Exercise description: From the line that contains "Target: orange lichen" to the last line of the entries, set down each line exactly as written, both ends included, with nothing else.

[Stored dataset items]
───
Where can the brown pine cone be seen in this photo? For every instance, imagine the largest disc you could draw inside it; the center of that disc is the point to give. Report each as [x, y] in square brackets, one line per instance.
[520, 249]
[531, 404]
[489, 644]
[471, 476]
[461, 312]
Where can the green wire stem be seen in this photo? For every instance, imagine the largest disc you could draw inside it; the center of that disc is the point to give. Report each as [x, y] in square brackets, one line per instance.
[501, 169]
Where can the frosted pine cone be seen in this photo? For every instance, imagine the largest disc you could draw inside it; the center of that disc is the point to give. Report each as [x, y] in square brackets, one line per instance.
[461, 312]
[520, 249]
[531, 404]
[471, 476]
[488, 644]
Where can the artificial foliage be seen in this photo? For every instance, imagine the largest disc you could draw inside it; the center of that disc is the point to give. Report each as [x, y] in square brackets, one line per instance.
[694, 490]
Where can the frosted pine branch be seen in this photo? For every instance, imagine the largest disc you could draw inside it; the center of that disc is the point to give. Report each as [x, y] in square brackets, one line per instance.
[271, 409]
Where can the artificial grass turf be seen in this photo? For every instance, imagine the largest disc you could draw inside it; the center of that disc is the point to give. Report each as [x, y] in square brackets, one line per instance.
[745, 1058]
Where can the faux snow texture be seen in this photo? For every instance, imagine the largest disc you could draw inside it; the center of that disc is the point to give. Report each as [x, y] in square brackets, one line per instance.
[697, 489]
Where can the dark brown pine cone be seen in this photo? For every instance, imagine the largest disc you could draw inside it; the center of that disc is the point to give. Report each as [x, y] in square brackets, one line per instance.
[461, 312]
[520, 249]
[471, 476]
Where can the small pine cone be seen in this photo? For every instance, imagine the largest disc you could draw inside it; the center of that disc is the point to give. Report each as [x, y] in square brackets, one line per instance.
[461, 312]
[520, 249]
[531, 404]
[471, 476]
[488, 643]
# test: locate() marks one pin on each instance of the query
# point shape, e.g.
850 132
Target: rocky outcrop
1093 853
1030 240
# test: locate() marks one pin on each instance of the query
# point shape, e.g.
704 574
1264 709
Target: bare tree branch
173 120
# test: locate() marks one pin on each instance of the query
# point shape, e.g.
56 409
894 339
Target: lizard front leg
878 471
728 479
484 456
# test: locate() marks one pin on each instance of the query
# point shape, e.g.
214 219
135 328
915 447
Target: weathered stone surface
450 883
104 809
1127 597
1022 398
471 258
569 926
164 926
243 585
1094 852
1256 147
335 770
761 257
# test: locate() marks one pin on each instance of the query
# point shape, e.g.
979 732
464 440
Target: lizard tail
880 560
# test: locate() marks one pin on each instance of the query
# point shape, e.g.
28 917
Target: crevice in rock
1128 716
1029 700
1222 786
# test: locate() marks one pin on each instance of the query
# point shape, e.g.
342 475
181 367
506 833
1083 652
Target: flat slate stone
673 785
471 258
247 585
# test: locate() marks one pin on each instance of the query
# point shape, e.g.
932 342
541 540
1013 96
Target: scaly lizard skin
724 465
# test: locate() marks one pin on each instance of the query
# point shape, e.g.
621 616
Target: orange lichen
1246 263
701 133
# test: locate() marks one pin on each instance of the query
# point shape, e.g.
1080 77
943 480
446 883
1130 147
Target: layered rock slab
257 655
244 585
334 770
───
Task result:
Target: orange lichen
1246 263
701 133
# test: locate() marks one pin on each instance of the query
# point shape, e.g.
1080 77
943 480
446 883
1130 147
Target: layered rock slab
257 655
244 585
334 770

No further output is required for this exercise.